[Natural language region descriptions]
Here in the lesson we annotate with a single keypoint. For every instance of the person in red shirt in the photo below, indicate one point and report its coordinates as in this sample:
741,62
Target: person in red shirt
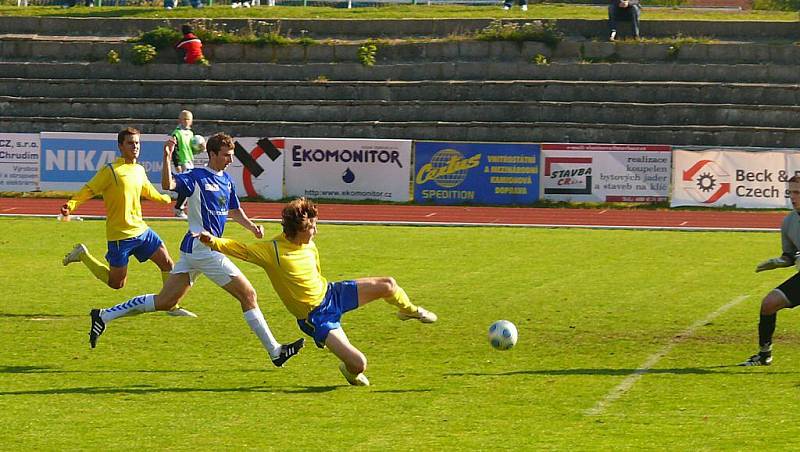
190,45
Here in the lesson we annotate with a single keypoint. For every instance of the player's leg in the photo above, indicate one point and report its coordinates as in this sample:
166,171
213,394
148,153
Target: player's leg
119,251
154,249
354,363
172,291
117,277
225,274
786,295
180,202
80,253
370,289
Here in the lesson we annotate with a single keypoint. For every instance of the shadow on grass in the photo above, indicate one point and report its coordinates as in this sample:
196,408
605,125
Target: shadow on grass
146,389
621,372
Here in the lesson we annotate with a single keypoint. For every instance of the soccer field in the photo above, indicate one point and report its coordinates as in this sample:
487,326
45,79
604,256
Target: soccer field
627,340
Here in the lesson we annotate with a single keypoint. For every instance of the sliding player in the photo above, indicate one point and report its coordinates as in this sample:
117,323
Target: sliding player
291,261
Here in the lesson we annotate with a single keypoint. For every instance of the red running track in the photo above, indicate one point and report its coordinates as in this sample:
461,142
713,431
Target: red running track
457,215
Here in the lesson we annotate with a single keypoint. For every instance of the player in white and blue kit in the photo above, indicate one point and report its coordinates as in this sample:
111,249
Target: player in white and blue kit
211,195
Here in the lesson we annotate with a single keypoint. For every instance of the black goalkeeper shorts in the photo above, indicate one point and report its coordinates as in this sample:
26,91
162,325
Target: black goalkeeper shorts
791,289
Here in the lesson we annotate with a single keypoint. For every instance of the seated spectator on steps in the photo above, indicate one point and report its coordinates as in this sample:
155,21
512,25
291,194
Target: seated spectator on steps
190,45
623,10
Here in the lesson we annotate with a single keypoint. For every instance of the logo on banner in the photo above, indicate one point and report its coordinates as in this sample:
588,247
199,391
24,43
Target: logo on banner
568,175
265,148
706,182
348,176
448,168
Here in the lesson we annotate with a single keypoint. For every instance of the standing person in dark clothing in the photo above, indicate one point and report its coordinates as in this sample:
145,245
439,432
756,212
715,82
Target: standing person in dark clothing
787,294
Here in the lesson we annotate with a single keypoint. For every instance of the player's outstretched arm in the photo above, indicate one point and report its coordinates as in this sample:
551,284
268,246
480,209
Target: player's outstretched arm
228,247
240,217
776,262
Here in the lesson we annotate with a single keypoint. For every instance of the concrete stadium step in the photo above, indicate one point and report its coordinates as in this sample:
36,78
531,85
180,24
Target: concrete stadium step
683,135
79,90
675,114
721,73
405,27
63,49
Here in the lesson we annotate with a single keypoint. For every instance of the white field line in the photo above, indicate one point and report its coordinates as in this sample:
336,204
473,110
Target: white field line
442,223
621,389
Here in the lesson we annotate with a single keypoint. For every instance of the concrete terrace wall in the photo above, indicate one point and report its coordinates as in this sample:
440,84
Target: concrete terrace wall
387,28
742,91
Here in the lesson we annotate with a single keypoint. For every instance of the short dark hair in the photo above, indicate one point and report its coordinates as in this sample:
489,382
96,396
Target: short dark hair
125,132
217,141
297,215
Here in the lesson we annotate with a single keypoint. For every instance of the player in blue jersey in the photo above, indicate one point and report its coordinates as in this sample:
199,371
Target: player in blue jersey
211,195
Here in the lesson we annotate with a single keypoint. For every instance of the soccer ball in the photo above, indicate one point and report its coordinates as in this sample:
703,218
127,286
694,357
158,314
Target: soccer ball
502,335
198,144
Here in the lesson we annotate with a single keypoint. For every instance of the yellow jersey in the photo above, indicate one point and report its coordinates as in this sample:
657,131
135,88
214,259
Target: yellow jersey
293,270
122,185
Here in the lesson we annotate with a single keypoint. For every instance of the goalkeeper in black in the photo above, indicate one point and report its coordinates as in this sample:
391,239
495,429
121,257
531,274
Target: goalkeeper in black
786,295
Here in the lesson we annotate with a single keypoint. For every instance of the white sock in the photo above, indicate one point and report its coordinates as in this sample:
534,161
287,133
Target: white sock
134,306
258,324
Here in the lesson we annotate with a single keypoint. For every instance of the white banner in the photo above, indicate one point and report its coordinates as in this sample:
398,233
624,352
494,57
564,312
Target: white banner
348,168
269,162
574,172
728,177
69,159
19,161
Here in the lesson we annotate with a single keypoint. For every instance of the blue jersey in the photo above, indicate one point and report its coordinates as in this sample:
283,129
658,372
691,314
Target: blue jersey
211,195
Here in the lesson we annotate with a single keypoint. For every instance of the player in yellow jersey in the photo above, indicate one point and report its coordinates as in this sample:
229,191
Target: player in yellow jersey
122,184
291,261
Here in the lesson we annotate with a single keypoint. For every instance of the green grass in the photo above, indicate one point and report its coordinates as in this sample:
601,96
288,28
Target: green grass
591,307
536,11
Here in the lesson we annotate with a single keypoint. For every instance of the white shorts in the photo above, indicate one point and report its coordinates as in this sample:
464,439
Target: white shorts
203,260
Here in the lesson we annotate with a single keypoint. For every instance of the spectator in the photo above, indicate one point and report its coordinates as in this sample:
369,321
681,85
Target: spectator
624,10
523,4
169,4
190,45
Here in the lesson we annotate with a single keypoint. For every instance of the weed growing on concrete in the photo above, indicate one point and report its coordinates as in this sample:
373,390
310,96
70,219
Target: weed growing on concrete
544,31
367,53
112,57
540,59
143,53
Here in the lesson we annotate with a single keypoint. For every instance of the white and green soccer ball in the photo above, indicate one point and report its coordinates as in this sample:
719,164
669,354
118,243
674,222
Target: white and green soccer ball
502,335
198,144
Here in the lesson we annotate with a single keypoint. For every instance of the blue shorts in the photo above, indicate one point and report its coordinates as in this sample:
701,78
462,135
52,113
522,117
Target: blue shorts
341,297
142,246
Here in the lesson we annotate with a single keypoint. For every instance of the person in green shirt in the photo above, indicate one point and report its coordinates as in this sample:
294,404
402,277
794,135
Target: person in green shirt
183,157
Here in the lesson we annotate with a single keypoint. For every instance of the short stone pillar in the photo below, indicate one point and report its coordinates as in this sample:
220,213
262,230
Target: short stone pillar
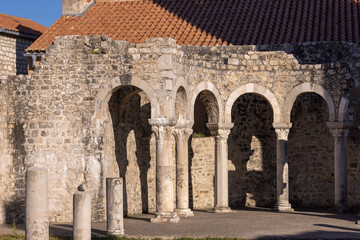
221,133
182,134
82,216
163,129
340,134
282,184
114,206
37,204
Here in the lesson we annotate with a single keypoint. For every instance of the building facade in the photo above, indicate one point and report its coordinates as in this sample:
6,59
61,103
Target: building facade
191,112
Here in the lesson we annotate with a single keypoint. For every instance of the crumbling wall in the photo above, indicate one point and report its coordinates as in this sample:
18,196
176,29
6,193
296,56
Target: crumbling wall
61,120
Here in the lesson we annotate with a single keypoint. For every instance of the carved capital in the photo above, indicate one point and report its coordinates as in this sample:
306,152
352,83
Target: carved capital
162,133
282,133
340,134
220,131
182,134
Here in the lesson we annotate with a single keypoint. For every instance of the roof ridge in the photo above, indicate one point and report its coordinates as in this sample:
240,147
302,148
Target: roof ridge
15,16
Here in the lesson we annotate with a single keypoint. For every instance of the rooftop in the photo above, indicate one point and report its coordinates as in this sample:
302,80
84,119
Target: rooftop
21,25
214,22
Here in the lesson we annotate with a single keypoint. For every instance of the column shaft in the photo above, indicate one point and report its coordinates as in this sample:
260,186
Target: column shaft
82,216
37,204
221,133
182,172
165,211
340,157
114,206
282,184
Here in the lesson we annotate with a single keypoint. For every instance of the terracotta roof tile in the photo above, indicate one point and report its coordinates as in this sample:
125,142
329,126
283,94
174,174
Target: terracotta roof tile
214,22
22,25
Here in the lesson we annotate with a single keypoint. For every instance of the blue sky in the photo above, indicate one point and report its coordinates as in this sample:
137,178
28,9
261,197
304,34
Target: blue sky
45,12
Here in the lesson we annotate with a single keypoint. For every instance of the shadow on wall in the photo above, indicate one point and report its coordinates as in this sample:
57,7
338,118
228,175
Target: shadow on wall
21,60
252,152
311,154
273,25
130,110
15,210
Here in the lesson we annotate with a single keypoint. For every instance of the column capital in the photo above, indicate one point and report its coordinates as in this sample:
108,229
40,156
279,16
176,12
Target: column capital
182,133
344,125
220,130
282,130
282,133
162,127
162,122
339,134
282,125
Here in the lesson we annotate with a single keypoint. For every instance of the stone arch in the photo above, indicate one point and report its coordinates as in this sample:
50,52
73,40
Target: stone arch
343,109
181,84
304,88
181,104
103,97
257,89
206,86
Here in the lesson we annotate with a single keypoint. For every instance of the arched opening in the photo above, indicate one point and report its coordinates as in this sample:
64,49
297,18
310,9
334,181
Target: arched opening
311,153
252,153
181,104
130,110
202,152
353,155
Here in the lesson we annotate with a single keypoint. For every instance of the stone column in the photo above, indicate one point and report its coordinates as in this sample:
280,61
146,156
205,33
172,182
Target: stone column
114,206
163,129
37,204
182,135
282,183
221,132
82,216
340,155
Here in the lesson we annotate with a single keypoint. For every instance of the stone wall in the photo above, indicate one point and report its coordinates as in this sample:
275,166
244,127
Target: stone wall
12,50
252,152
60,118
311,154
202,172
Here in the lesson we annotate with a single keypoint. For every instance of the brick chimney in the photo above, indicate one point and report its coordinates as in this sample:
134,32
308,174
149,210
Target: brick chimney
75,7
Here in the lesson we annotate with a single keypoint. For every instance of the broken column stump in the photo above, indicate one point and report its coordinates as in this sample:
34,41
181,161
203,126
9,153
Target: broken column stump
37,204
82,216
114,206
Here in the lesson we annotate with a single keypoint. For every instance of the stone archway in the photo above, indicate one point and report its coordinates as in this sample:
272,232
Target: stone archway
252,153
304,88
120,121
311,152
253,88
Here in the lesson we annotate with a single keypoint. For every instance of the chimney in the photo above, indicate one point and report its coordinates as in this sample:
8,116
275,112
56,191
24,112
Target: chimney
76,7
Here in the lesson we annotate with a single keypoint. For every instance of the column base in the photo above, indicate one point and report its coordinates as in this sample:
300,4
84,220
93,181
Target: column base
117,233
222,210
283,207
165,218
341,208
184,212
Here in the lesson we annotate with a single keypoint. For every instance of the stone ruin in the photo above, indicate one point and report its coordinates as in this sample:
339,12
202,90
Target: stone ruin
186,127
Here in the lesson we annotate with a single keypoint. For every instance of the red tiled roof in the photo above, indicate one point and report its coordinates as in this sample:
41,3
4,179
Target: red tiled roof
214,22
22,25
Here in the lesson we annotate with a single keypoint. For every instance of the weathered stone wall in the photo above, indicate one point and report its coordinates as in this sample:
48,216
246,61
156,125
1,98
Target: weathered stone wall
311,154
252,152
12,50
202,175
62,119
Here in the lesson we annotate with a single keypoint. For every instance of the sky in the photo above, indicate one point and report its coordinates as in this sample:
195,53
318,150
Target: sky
45,12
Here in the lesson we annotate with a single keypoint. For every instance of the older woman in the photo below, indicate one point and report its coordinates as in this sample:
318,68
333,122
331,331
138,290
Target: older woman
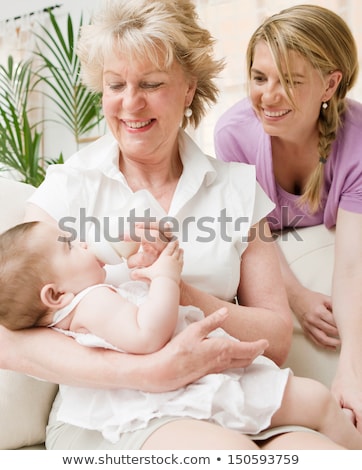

> [Task goal] One number only, please: the count of lines in the data that hold the word "below".

> [Output] 3